------ Data for analysis

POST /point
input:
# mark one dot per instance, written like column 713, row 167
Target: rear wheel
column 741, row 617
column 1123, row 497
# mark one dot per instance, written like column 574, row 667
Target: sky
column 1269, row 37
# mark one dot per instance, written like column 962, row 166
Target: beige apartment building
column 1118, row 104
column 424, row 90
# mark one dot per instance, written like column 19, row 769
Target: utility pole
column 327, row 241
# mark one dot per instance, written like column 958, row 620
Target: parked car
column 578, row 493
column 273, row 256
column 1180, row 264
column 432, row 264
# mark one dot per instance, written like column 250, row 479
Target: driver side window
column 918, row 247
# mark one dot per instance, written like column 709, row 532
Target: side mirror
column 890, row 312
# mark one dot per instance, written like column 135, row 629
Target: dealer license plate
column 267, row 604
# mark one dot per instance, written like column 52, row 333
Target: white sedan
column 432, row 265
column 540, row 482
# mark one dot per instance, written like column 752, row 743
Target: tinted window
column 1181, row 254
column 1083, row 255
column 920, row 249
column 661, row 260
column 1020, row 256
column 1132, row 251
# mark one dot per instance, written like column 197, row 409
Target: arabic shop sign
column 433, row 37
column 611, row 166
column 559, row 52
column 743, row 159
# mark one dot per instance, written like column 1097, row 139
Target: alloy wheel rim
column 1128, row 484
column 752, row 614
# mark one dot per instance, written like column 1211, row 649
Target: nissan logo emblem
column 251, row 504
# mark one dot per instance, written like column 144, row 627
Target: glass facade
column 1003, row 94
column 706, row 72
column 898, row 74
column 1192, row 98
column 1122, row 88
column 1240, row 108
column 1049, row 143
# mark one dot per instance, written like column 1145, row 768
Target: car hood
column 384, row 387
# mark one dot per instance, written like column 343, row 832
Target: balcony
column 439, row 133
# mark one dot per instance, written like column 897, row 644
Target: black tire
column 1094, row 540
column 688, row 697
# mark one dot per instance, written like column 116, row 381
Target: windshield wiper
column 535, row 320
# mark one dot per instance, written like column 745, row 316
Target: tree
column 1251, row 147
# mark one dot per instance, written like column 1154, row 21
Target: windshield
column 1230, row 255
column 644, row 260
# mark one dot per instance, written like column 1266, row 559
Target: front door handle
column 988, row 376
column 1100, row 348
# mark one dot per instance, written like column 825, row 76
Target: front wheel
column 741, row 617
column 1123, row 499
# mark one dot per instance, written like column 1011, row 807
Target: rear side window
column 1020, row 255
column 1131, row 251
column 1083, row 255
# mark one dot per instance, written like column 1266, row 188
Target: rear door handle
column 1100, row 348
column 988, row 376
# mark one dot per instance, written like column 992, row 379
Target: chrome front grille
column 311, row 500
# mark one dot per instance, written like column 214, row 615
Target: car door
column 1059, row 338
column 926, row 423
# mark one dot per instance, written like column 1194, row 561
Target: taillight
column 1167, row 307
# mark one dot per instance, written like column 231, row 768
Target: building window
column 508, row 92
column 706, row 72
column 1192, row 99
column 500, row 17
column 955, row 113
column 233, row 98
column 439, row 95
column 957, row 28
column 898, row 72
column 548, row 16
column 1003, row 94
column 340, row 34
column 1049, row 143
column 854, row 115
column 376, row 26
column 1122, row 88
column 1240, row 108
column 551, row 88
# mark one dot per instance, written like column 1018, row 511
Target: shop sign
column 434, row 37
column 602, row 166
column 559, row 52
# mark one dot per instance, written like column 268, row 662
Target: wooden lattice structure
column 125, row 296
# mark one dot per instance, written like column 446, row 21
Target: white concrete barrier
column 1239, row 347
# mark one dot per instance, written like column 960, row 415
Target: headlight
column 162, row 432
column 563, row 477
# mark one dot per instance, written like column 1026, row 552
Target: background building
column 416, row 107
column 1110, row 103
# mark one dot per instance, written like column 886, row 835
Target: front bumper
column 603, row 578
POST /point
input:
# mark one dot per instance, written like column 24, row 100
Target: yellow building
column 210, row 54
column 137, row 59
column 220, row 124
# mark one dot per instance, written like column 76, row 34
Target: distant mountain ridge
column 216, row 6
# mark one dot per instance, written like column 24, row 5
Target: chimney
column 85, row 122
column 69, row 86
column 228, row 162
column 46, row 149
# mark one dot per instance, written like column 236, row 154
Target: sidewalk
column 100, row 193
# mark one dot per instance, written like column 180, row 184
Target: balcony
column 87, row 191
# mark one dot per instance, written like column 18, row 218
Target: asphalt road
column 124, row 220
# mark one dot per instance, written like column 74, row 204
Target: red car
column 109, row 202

------------
------ Data for analysis

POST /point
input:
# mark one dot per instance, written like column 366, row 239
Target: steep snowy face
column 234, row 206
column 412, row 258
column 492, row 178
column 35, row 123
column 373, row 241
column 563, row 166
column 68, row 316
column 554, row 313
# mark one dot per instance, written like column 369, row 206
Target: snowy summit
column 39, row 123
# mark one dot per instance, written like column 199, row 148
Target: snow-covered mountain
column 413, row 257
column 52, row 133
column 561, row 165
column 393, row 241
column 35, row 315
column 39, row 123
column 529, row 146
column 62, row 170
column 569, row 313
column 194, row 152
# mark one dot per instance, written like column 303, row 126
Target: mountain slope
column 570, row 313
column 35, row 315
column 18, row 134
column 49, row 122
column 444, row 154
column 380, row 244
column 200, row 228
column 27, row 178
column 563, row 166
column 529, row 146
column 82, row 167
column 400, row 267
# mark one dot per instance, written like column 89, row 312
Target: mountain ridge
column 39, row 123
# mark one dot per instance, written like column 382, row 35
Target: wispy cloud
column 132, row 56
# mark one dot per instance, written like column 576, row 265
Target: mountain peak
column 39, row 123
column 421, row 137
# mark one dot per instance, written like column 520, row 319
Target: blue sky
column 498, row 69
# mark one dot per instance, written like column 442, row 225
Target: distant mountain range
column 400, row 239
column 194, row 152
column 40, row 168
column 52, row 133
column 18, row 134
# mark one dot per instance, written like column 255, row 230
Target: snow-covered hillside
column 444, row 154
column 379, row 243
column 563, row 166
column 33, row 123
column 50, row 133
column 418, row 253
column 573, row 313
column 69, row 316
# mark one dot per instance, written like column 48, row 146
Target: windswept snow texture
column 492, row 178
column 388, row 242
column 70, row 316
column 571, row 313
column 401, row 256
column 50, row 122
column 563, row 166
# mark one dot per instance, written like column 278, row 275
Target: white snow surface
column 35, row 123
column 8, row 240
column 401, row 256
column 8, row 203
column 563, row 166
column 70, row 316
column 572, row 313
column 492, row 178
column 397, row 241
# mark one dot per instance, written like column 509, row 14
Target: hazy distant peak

------------

Task objective: From the entries above, give again exactly the lines running from the line with "Target: snow-covered mountain" to the line with "Target: hazy distant peak"; include both of those lines.

Solution to this task:
Target: snow-covered mountain
column 413, row 257
column 52, row 133
column 561, row 165
column 393, row 241
column 35, row 315
column 39, row 123
column 529, row 146
column 62, row 170
column 569, row 313
column 194, row 152
# mark one dot per instance, written like column 303, row 126
Target: mountain slope
column 570, row 313
column 35, row 315
column 18, row 134
column 49, row 122
column 444, row 154
column 380, row 244
column 200, row 228
column 27, row 178
column 563, row 166
column 529, row 146
column 82, row 167
column 400, row 267
# mark one dot per instance, written like column 89, row 312
Target: mountain ridge
column 39, row 123
# mark one dot per instance, written like column 382, row 35
Target: wispy cloud
column 132, row 56
# mark one dot per instance, written like column 576, row 265
Target: mountain peak
column 39, row 123
column 421, row 137
# mark one dot per instance, written like column 520, row 319
Target: blue sky
column 498, row 69
# mark one dot per instance, written like column 442, row 225
Target: distant mountain range
column 400, row 239
column 194, row 152
column 40, row 168
column 52, row 133
column 18, row 134
# mark one dot per instance, written like column 255, row 230
Target: snow-covered hillside
column 444, row 154
column 379, row 243
column 563, row 166
column 33, row 123
column 50, row 133
column 418, row 253
column 573, row 313
column 69, row 316
# mark one dot per instance, written like column 48, row 146
Target: windswept snow texture
column 492, row 178
column 388, row 242
column 70, row 316
column 571, row 313
column 401, row 256
column 50, row 122
column 563, row 166
# mark one dot per instance, written like column 278, row 275
Target: white snow surface
column 35, row 123
column 8, row 240
column 401, row 256
column 8, row 203
column 563, row 166
column 70, row 316
column 572, row 313
column 492, row 178
column 397, row 241
# mark one dot per instance, written like column 509, row 14
Target: hazy distant peak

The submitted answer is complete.